*** Exercise material ***

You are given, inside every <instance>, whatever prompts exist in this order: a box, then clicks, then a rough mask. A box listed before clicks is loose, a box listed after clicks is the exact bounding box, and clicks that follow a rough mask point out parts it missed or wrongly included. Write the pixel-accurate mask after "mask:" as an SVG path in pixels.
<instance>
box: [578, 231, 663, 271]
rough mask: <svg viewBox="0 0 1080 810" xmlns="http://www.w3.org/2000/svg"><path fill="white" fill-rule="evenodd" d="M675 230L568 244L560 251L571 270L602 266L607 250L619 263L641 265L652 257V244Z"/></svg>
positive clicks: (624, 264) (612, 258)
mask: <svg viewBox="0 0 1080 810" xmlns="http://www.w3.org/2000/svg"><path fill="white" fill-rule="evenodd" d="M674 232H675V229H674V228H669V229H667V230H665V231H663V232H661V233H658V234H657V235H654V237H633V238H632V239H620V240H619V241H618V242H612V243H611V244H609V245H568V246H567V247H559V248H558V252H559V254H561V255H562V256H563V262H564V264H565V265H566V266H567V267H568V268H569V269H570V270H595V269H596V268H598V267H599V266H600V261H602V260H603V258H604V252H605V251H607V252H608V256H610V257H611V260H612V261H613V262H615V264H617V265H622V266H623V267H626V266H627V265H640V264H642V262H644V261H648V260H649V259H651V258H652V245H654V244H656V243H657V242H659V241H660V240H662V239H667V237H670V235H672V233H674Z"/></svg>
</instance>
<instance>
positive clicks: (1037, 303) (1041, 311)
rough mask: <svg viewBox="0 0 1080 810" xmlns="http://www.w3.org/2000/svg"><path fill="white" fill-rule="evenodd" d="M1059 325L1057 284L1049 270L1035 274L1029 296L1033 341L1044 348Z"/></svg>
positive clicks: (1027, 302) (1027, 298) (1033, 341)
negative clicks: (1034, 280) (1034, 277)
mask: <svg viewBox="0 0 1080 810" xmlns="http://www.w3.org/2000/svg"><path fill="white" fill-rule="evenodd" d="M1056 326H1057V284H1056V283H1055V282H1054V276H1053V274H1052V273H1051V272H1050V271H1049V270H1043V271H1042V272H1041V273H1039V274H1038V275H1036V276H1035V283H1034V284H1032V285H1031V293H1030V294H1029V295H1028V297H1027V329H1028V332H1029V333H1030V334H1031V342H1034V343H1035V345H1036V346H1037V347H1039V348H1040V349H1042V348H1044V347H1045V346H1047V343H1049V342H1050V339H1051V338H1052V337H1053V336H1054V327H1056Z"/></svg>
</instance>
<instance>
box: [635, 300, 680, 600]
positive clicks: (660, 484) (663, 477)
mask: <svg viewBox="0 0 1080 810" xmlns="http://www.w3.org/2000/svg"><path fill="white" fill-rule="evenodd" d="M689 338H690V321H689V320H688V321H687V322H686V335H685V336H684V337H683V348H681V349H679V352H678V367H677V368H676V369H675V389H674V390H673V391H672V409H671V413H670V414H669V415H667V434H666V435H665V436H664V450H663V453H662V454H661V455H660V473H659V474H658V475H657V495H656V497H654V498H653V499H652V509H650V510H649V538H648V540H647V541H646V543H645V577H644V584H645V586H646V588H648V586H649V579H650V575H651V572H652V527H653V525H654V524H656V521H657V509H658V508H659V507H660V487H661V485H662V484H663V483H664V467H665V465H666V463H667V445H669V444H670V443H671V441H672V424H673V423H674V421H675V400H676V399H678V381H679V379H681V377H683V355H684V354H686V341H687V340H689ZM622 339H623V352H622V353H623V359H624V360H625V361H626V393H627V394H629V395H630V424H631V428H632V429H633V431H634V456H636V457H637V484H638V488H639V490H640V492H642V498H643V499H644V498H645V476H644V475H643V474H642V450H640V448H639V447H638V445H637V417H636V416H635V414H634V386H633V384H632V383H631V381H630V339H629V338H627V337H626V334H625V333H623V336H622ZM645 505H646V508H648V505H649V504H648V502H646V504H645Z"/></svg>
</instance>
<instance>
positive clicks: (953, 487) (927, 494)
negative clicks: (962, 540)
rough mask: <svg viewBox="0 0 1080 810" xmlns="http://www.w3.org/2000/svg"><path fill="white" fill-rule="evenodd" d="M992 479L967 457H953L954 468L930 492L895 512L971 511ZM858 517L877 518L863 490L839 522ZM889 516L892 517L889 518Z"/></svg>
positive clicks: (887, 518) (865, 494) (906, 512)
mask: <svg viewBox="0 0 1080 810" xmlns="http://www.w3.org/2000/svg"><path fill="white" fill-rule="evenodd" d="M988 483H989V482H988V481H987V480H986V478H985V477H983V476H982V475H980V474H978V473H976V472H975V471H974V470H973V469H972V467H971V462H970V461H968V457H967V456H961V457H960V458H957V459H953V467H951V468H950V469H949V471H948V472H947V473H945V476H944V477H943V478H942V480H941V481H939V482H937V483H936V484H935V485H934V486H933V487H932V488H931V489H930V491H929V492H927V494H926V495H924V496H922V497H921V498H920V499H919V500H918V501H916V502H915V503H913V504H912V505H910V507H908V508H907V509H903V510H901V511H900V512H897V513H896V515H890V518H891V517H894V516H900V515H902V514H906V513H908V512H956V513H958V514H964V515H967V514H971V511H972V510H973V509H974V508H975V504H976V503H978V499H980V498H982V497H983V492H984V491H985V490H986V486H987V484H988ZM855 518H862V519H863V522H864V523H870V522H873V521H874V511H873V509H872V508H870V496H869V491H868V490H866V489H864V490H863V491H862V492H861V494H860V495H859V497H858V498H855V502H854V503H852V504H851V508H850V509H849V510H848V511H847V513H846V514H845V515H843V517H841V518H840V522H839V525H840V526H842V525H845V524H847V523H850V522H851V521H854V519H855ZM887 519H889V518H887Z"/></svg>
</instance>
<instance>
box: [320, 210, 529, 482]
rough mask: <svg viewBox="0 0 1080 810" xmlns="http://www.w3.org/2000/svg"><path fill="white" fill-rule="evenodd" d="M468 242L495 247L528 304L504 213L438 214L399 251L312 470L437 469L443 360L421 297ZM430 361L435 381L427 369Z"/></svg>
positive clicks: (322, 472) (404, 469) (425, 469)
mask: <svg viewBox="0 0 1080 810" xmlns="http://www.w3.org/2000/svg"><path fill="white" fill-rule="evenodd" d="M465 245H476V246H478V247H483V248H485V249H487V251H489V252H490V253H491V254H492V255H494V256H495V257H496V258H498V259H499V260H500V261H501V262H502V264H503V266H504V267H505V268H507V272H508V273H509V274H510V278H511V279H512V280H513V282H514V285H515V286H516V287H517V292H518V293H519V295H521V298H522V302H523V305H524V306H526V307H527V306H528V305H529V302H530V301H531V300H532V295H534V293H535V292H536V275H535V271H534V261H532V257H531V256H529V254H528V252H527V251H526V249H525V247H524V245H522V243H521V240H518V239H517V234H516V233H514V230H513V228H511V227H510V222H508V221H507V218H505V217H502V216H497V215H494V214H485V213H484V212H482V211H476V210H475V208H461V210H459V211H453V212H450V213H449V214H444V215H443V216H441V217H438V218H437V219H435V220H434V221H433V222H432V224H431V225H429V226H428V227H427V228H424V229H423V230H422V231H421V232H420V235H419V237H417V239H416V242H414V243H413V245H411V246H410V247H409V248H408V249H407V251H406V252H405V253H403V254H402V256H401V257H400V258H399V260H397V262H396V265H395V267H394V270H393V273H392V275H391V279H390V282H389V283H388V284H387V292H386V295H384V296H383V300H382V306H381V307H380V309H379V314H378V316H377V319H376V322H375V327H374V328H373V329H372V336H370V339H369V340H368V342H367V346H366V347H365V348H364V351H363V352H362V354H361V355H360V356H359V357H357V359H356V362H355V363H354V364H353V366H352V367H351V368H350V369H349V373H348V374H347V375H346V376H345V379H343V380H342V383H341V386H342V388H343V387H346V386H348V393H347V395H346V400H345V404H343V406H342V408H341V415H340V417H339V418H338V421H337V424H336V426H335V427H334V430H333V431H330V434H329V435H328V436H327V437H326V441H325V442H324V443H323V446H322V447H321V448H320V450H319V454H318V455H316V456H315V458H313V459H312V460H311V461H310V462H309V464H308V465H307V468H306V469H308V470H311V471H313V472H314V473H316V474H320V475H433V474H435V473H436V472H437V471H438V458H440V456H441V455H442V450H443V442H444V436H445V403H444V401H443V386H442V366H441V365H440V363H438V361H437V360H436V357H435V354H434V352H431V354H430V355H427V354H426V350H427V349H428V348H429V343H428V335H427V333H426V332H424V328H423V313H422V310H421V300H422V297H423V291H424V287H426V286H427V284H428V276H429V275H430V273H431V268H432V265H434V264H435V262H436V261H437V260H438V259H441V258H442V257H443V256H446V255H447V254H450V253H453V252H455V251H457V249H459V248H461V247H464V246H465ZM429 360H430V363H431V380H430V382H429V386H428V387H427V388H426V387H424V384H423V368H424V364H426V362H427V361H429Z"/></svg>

*** End of Exercise material ***

Everything above from the line containing "box: [320, 210, 529, 482]" through the line containing "242L495 247L528 304L504" must be copied exactly. Nothing outside that range belongs in the answer.

box: [320, 210, 529, 482]
rough mask: <svg viewBox="0 0 1080 810" xmlns="http://www.w3.org/2000/svg"><path fill="white" fill-rule="evenodd" d="M468 242L495 247L528 304L504 213L438 214L399 251L312 470L437 469L443 360L421 297ZM430 361L435 381L427 369Z"/></svg>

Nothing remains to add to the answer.